━━━ Excerpted records ━━━

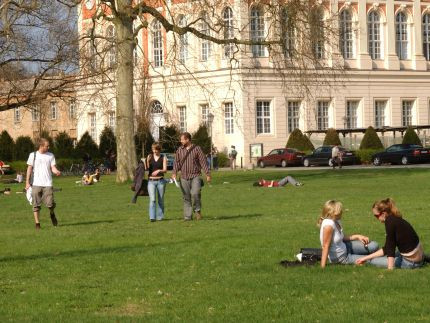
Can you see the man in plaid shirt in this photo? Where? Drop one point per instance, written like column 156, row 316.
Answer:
column 190, row 160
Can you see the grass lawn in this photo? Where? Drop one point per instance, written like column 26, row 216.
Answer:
column 107, row 262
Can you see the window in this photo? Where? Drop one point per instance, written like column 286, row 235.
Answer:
column 72, row 109
column 374, row 31
column 322, row 115
column 183, row 41
column 293, row 115
column 35, row 113
column 112, row 120
column 205, row 49
column 183, row 118
column 228, row 118
column 110, row 33
column 93, row 126
column 287, row 33
column 401, row 36
column 263, row 117
column 17, row 115
column 351, row 114
column 380, row 107
column 346, row 35
column 317, row 33
column 157, row 44
column 257, row 32
column 407, row 112
column 426, row 36
column 53, row 110
column 228, row 32
column 205, row 113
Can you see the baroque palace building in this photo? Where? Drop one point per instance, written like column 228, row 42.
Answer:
column 384, row 48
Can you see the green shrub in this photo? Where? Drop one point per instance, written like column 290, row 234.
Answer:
column 23, row 147
column 364, row 156
column 331, row 138
column 299, row 141
column 107, row 142
column 371, row 140
column 223, row 160
column 7, row 146
column 86, row 145
column 201, row 138
column 63, row 146
column 411, row 137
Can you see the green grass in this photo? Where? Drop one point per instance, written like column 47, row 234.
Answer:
column 107, row 262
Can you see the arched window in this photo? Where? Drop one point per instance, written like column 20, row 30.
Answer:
column 317, row 33
column 228, row 32
column 257, row 31
column 288, row 32
column 156, row 107
column 401, row 36
column 205, row 50
column 157, row 44
column 426, row 36
column 183, row 41
column 346, row 36
column 110, row 35
column 374, row 32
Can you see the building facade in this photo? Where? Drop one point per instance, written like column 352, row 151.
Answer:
column 383, row 48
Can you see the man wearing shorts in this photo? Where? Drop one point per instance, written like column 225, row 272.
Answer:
column 41, row 165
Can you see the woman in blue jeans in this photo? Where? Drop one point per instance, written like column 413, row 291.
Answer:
column 400, row 234
column 336, row 246
column 157, row 167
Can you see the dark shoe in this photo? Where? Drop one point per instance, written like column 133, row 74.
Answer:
column 54, row 220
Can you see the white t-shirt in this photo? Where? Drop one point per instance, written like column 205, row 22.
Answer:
column 42, row 168
column 337, row 250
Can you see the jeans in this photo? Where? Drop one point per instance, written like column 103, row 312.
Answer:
column 399, row 262
column 356, row 250
column 288, row 179
column 156, row 190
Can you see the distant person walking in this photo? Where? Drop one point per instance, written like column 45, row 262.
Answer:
column 190, row 160
column 232, row 156
column 41, row 165
column 336, row 156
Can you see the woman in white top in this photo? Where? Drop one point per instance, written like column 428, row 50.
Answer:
column 337, row 247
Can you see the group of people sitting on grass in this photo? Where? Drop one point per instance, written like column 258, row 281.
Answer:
column 358, row 249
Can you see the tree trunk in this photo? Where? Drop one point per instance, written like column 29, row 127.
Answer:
column 126, row 153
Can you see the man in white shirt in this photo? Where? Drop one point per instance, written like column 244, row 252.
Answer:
column 41, row 165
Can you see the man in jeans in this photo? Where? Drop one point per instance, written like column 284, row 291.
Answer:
column 190, row 160
column 41, row 165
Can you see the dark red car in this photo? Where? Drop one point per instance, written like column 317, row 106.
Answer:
column 281, row 157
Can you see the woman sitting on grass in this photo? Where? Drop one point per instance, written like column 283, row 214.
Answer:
column 336, row 246
column 400, row 234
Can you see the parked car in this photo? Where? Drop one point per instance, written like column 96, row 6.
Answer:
column 322, row 156
column 170, row 160
column 281, row 157
column 402, row 154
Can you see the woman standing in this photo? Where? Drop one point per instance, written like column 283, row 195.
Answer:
column 157, row 166
column 400, row 234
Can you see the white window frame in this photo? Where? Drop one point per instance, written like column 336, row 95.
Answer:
column 293, row 115
column 263, row 114
column 229, row 118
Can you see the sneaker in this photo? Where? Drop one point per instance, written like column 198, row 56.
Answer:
column 54, row 220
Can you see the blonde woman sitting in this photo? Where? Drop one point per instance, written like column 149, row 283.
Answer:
column 337, row 247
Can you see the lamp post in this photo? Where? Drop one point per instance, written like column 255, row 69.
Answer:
column 210, row 121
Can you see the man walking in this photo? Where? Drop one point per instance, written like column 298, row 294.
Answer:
column 41, row 165
column 190, row 160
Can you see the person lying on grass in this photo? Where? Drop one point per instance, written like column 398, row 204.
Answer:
column 337, row 247
column 399, row 233
column 288, row 179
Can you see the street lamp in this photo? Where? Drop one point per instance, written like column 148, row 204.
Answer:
column 210, row 121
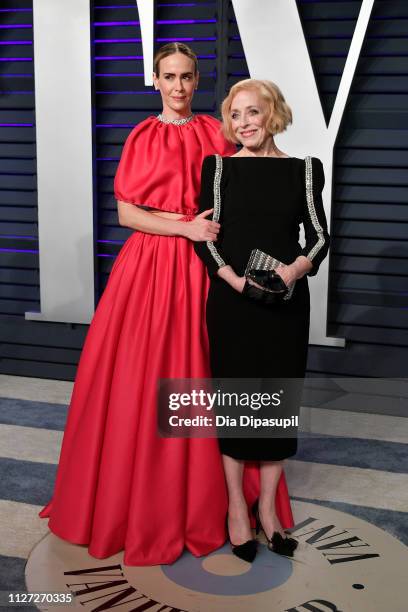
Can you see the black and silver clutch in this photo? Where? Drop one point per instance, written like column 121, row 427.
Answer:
column 261, row 269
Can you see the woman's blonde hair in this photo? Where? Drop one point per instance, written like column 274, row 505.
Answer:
column 279, row 116
column 170, row 49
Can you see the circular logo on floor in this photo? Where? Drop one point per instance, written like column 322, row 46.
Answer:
column 342, row 564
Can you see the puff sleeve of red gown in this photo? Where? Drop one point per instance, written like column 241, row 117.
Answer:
column 153, row 173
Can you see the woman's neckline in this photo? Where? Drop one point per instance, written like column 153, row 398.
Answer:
column 258, row 157
column 182, row 121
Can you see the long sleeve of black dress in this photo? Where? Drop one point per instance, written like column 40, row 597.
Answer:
column 314, row 219
column 211, row 253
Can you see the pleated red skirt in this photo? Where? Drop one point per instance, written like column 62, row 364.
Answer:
column 119, row 485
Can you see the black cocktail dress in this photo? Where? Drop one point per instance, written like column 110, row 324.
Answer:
column 260, row 203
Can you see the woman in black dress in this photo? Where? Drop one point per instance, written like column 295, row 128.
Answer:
column 260, row 196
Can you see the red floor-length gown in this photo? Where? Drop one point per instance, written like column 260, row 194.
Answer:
column 119, row 485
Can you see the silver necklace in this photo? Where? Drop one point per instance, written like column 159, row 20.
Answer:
column 175, row 121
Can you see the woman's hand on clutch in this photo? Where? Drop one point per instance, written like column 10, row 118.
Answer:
column 292, row 272
column 228, row 274
column 201, row 229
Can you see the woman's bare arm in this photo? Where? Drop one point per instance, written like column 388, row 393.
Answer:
column 198, row 229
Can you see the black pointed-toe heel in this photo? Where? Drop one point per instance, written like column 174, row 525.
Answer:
column 277, row 543
column 246, row 551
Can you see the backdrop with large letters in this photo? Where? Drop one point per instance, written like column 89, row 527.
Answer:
column 368, row 267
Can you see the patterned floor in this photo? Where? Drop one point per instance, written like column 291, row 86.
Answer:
column 358, row 464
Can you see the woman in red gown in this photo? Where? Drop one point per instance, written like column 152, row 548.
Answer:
column 119, row 485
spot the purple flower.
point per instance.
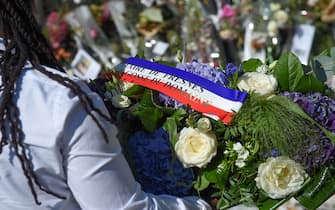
(231, 69)
(155, 167)
(203, 70)
(321, 109)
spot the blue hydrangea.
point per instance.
(155, 168)
(202, 70)
(231, 69)
(205, 71)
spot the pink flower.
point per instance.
(94, 33)
(52, 18)
(227, 12)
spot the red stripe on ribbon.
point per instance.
(180, 96)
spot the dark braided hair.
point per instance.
(24, 42)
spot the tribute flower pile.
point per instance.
(278, 145)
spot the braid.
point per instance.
(28, 43)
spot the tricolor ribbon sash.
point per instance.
(202, 95)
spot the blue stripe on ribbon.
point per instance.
(220, 90)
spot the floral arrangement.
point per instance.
(279, 145)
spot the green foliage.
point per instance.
(318, 190)
(272, 124)
(291, 76)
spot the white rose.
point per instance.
(331, 82)
(195, 148)
(275, 6)
(204, 124)
(120, 101)
(127, 85)
(262, 84)
(272, 28)
(280, 176)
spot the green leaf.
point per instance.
(170, 126)
(150, 117)
(147, 99)
(201, 183)
(318, 70)
(308, 83)
(270, 204)
(251, 64)
(318, 190)
(288, 72)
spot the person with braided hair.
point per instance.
(58, 145)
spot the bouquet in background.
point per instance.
(277, 145)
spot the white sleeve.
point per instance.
(98, 174)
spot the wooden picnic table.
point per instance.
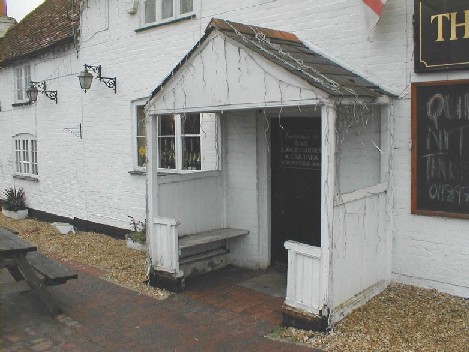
(30, 269)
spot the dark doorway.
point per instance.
(296, 183)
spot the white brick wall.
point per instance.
(89, 178)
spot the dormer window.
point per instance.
(22, 79)
(160, 11)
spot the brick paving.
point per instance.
(214, 314)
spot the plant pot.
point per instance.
(18, 215)
(64, 228)
(135, 245)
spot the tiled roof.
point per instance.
(54, 23)
(290, 53)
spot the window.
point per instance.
(188, 142)
(141, 137)
(26, 155)
(166, 10)
(22, 79)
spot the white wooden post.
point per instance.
(152, 182)
(328, 170)
(165, 246)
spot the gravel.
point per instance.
(121, 264)
(403, 318)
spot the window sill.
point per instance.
(164, 178)
(161, 24)
(138, 172)
(25, 103)
(26, 178)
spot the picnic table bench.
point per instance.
(31, 270)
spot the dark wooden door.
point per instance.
(296, 183)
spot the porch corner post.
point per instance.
(152, 184)
(328, 178)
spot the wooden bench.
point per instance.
(199, 239)
(30, 270)
(205, 237)
(54, 273)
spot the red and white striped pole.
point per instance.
(3, 8)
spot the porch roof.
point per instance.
(286, 50)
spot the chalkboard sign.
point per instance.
(440, 34)
(440, 148)
(301, 149)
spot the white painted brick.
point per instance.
(88, 177)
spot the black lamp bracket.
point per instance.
(41, 87)
(110, 82)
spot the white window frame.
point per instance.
(25, 155)
(179, 148)
(158, 5)
(22, 77)
(134, 106)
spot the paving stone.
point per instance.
(101, 316)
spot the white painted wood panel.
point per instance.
(163, 247)
(304, 277)
(360, 245)
(196, 203)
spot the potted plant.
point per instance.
(137, 238)
(14, 203)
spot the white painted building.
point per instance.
(89, 166)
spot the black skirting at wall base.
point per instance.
(303, 320)
(80, 225)
(162, 279)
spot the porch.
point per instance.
(293, 170)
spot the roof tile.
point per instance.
(53, 23)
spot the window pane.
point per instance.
(141, 137)
(191, 153)
(140, 121)
(166, 9)
(190, 124)
(186, 6)
(150, 11)
(27, 76)
(166, 125)
(167, 152)
(19, 83)
(34, 157)
(141, 151)
(26, 156)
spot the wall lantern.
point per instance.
(40, 87)
(86, 77)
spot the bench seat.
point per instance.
(205, 237)
(54, 273)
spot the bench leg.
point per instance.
(37, 285)
(15, 273)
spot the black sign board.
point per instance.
(440, 148)
(441, 30)
(301, 149)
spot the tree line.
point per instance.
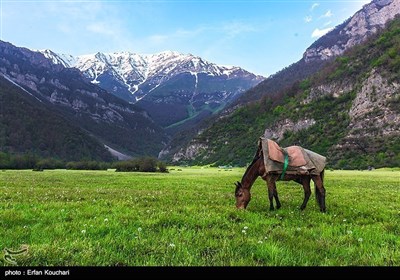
(32, 161)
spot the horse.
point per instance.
(257, 169)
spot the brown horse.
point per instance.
(257, 168)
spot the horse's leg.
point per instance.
(271, 187)
(307, 191)
(320, 191)
(278, 203)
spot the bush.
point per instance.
(144, 164)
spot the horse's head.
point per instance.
(242, 196)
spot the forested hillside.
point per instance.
(348, 111)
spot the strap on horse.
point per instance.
(285, 164)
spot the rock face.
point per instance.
(121, 125)
(354, 31)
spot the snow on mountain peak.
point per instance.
(132, 70)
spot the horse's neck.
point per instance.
(251, 174)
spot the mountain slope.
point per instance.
(355, 30)
(28, 126)
(122, 126)
(166, 82)
(349, 111)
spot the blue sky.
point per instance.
(261, 36)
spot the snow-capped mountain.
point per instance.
(65, 91)
(173, 87)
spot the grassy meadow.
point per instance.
(187, 217)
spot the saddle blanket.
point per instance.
(301, 161)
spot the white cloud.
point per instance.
(327, 14)
(102, 28)
(320, 32)
(314, 6)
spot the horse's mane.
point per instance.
(256, 157)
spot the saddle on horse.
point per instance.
(290, 160)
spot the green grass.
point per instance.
(188, 218)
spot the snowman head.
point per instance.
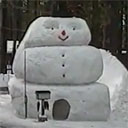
(49, 31)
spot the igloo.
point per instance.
(54, 56)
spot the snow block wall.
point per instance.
(58, 59)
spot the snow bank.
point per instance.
(115, 76)
(87, 102)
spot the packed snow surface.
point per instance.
(117, 82)
(60, 65)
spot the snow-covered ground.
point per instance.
(117, 83)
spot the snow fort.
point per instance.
(54, 58)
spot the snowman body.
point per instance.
(59, 60)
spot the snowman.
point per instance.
(54, 56)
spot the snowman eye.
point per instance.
(74, 28)
(52, 28)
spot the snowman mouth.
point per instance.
(63, 39)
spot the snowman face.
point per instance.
(48, 31)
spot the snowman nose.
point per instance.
(63, 33)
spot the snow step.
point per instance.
(4, 90)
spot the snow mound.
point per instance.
(115, 76)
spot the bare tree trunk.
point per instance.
(0, 36)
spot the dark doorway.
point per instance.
(61, 109)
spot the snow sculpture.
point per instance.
(59, 60)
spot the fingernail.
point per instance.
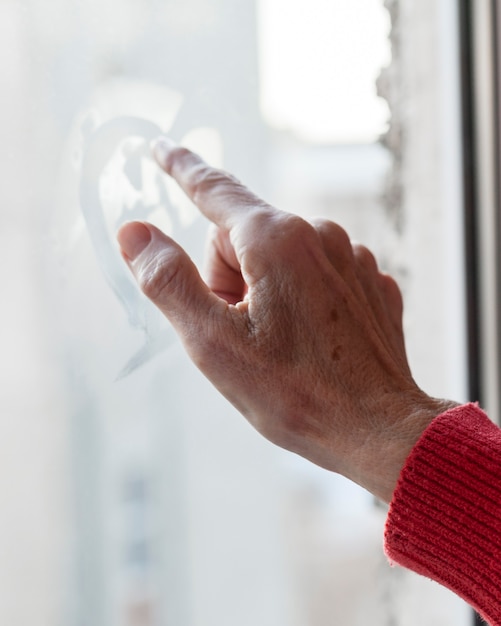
(133, 239)
(162, 147)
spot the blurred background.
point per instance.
(132, 494)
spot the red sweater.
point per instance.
(445, 518)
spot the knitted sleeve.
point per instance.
(445, 518)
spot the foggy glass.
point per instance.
(135, 495)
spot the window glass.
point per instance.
(137, 496)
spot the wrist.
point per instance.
(385, 454)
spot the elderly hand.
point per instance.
(294, 325)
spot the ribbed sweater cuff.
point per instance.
(445, 518)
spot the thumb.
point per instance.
(169, 278)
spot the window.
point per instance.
(135, 495)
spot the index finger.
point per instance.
(219, 195)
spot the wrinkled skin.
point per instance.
(296, 326)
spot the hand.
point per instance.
(294, 325)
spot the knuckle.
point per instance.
(206, 179)
(159, 275)
(364, 257)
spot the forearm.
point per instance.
(445, 518)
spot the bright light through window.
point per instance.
(319, 63)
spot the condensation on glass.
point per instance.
(157, 504)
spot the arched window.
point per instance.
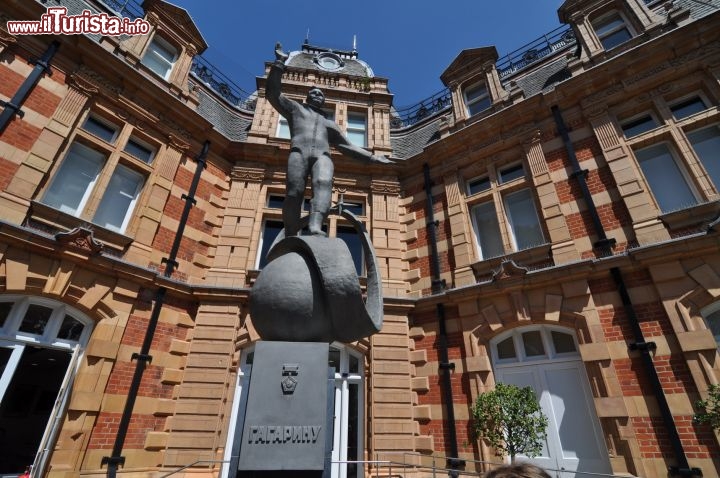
(547, 359)
(40, 342)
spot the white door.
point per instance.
(40, 342)
(546, 359)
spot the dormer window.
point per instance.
(477, 98)
(329, 61)
(160, 57)
(611, 30)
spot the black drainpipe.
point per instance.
(144, 356)
(12, 107)
(446, 367)
(604, 247)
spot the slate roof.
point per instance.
(543, 79)
(232, 124)
(412, 141)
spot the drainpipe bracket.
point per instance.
(16, 109)
(643, 346)
(579, 172)
(185, 197)
(113, 460)
(685, 472)
(165, 260)
(144, 357)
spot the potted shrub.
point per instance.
(511, 420)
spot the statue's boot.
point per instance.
(315, 224)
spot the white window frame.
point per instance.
(88, 189)
(283, 128)
(479, 99)
(511, 225)
(159, 42)
(679, 164)
(706, 312)
(545, 333)
(483, 255)
(131, 205)
(354, 128)
(12, 337)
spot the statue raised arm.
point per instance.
(311, 135)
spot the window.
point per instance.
(523, 219)
(96, 181)
(674, 174)
(713, 322)
(510, 173)
(477, 99)
(270, 231)
(611, 30)
(351, 238)
(283, 130)
(74, 181)
(101, 128)
(487, 230)
(636, 126)
(665, 178)
(502, 194)
(119, 199)
(160, 57)
(687, 107)
(357, 129)
(534, 343)
(478, 185)
(40, 343)
(338, 228)
(706, 144)
(139, 149)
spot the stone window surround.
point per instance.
(275, 214)
(497, 193)
(673, 132)
(115, 155)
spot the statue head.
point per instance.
(315, 98)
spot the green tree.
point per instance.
(511, 421)
(709, 409)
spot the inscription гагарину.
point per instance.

━━━

### [Problem to solve]
Your reply should hold nothing but the lines above, from the one containing "Can you see the woman's hand" to the one containing "spot the tribute flower pile.", reproduced exactly minus the pictures.

### [Task output]
Can you see the woman's hand on clutch in this photo? Where? Drop one point per instance, written like column 10, row 118.
Answer:
column 292, row 272
column 228, row 274
column 201, row 229
Can you see the woman's bare arm in this photo? Where? Drop one point per instance, written like column 388, row 393.
Answer:
column 198, row 229
Can you see the black pointed-toe heel in this photo? Where? Drop one point per instance, written like column 174, row 525.
Answer:
column 277, row 543
column 246, row 551
Can you see the backdrop with large letters in this photo? Where? Drop one point per instance, written like column 89, row 527.
Answer:
column 368, row 267
Can you see the patterned floor in this photo? Where? Drop one point per instance, written like column 291, row 86.
Answer:
column 358, row 464
Can you see the woman in red gown in this photo? Where? Drop one point per instance, written like column 152, row 548.
Answer:
column 119, row 485
spot the purple flower.
point per instance.
(231, 69)
(155, 167)
(203, 70)
(321, 109)
spot the blue hydrangea.
point per instance.
(155, 168)
(202, 70)
(231, 69)
(205, 71)
spot the pink flower.
point per instance.
(94, 33)
(52, 18)
(227, 12)
spot the red stripe on ribbon.
point per instance.
(180, 96)
spot the dark braided hair.
point per instance.
(24, 42)
spot the tribute flower pile.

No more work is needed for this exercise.